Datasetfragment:
::::
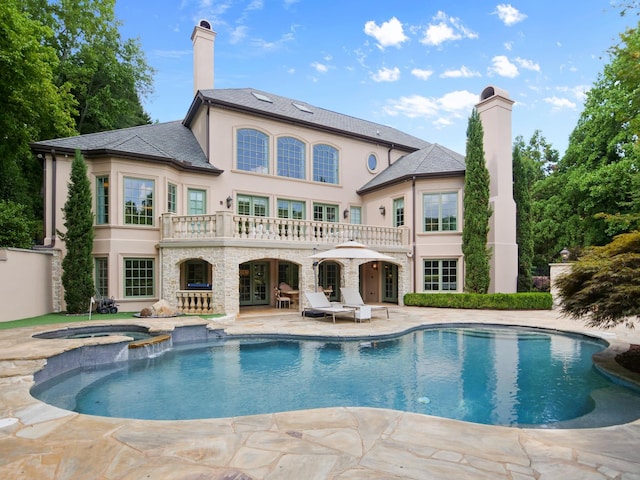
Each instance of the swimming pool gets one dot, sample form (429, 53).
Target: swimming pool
(501, 376)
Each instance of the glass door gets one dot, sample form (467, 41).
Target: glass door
(390, 283)
(254, 283)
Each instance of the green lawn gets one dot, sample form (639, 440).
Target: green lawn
(53, 318)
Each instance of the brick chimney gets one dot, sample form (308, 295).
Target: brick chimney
(495, 114)
(203, 39)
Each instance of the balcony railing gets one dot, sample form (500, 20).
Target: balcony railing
(195, 301)
(279, 230)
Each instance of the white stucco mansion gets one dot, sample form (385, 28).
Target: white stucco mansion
(212, 212)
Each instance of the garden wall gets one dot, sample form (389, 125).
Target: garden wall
(30, 283)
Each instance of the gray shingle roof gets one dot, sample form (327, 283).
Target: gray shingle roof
::::
Schrijf alsjeblieft het stuk van de regel met "Each instance of the green" tot en met het einde van de records opnieuw uit, verzoeken inbegrepen, en schaal daarbij elke coördinaat in de antwoorden met 0,9, afgerond op hele getallen met halven naar boven. De verzoeken en hun voorbeeldnotaties blijven ongewijzigd.

• **UITGEWERKTE OPGAVE**
Each instance of the green lawn gets one dot, sample form (639, 440).
Target: green lawn
(48, 286)
Each instance of the brick chimney gets one dot, sample form (308, 295).
Target: brick chimney
(446, 103)
(183, 35)
Each instance of the balcony railing gets one dot, sample form (500, 20).
Target: balcony railing
(176, 271)
(251, 207)
Each instance of the white stucco mansion gets one dot, sample form (385, 28).
Target: white stucco mansion
(191, 191)
Each instance of the garden wall gets one dot, sample form (389, 125).
Target: garden wall
(27, 255)
Each instance of the gray shingle roof gets one dot, sample form (327, 283).
Target: gray shingle roof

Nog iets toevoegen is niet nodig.